Dataset records about object locations
::::

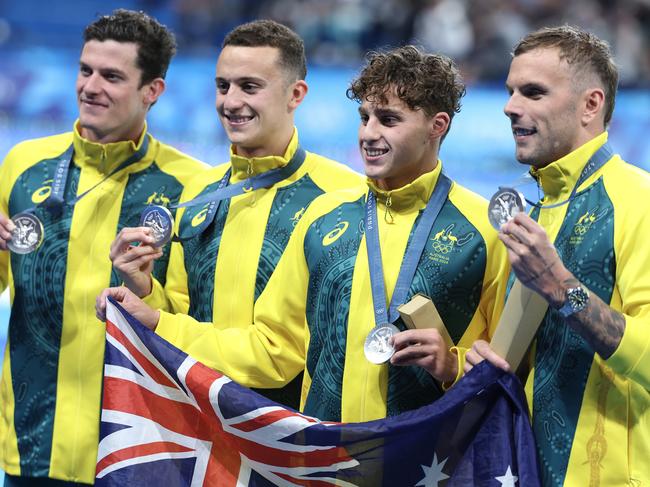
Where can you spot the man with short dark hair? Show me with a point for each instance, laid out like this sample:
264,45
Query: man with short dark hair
73,192
580,250
423,233
229,248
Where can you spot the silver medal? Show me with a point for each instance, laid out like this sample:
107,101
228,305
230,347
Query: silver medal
160,220
28,234
377,346
504,205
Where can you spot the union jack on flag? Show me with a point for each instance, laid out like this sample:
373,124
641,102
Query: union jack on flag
168,420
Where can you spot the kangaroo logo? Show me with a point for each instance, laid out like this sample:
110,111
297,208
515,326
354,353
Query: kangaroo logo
42,193
200,216
444,242
297,216
335,234
158,199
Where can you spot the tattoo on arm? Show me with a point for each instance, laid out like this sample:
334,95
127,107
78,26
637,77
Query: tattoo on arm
601,326
548,266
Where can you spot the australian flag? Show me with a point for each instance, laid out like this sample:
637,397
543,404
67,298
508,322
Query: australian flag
168,420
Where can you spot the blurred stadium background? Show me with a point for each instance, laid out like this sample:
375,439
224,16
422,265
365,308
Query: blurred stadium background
40,43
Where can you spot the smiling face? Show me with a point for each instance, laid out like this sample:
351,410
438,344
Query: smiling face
256,100
112,104
545,107
397,144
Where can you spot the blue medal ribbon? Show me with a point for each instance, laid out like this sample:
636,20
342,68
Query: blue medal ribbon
598,160
411,257
226,191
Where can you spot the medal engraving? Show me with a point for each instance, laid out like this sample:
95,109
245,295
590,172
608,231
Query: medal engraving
504,205
28,234
377,347
159,219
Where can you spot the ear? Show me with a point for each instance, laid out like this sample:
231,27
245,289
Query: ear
593,107
439,125
152,91
298,91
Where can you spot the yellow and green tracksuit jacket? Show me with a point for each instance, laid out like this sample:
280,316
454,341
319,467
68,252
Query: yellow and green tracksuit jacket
591,416
317,309
53,361
217,276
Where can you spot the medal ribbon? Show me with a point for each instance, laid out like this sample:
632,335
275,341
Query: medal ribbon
226,191
55,200
598,160
411,257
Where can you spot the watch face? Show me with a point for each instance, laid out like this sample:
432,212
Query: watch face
577,298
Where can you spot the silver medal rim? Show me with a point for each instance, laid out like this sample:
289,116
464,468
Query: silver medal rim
41,232
519,198
160,209
374,357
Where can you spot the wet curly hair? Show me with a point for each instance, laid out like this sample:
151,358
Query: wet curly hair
423,81
156,44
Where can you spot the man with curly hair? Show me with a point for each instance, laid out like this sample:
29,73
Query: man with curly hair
324,308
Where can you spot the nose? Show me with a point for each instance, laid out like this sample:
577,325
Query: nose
512,108
91,84
369,131
231,100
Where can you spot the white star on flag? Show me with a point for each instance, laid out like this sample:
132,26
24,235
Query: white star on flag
433,474
508,480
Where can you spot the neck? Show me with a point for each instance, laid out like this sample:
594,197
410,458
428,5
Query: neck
401,180
110,138
277,147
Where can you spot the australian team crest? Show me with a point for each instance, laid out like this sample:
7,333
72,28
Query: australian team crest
584,224
158,198
445,242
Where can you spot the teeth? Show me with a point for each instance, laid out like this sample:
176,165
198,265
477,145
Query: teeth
520,131
239,119
375,152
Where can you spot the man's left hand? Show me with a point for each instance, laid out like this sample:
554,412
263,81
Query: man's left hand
426,349
534,259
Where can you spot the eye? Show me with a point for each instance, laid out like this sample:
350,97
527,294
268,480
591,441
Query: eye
249,87
389,120
534,92
222,87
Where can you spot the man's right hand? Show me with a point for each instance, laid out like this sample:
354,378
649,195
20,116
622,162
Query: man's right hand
134,263
480,351
6,227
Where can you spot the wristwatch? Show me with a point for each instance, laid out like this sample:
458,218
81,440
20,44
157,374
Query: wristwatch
576,300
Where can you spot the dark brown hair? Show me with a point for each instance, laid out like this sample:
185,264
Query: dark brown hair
268,33
585,52
430,82
156,44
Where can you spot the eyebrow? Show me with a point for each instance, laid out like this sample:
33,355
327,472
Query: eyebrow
243,79
103,70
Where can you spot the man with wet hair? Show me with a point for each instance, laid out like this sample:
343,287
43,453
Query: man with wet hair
75,191
580,250
228,249
319,313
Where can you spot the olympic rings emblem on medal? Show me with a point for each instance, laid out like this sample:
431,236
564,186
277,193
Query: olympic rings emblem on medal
28,234
504,205
160,220
377,347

::::

Directions for this task
All lines from the one with "Where can you spot the neck?" through the final line above are to be quoted exactly; quote no other line.

Answer to this problem
Where can you spot the neck? Show me with a point for each instance, laid out like this sample:
594,197
410,458
428,5
Query: neck
401,180
110,138
277,147
Where can you spot the australian team crest? Show me with a point for each instance, laid out like this sample:
7,333
72,28
Query: australian team crest
584,224
158,198
445,242
Where can you spot the teeth? Show me with a point for each instance, laid out like this sample:
176,165
198,265
477,145
Query: teeth
520,131
239,119
375,152
Where can you spot the man's left hand? Show me with a point for each instance, laid out like this sample:
554,412
263,81
Query: man's left hand
426,349
534,259
Where can you spot the eye? Show me with a point for each instance, laid out like this sample:
350,97
527,294
268,480
591,441
Query: eye
249,87
389,120
534,92
222,87
Where can you spot the man's right hand? Show me with a point for each instance, laid out like this sample:
354,378
649,195
20,116
622,162
Query: man's right hand
134,263
480,351
6,227
Where can you spot the wristwatch? Show me with a point for each instance, laid out like this sample:
458,218
81,440
20,44
157,374
Query: wristwatch
576,300
Where can you spot the dark brown hair? Show me with a point for each instance, laid out like this sample:
185,264
Query: dark brown hair
268,33
585,52
430,82
156,44
Where can you spot the eyebrow? Show me with a point for each instance, laid out like this sample:
33,355
327,472
Query: eyebrow
243,79
103,70
Where can you spot the man with wet hair? Show me with a point for each instance, laid out like this sample:
343,287
43,453
Query: man with wet hair
75,191
580,250
228,249
319,313
Where can you spot the olympic rings emblem on medal? Show me with a point for each instance, laid out like this sample:
431,236
564,186
277,193
Query: olympic rings emblem on medal
28,234
504,205
160,220
377,347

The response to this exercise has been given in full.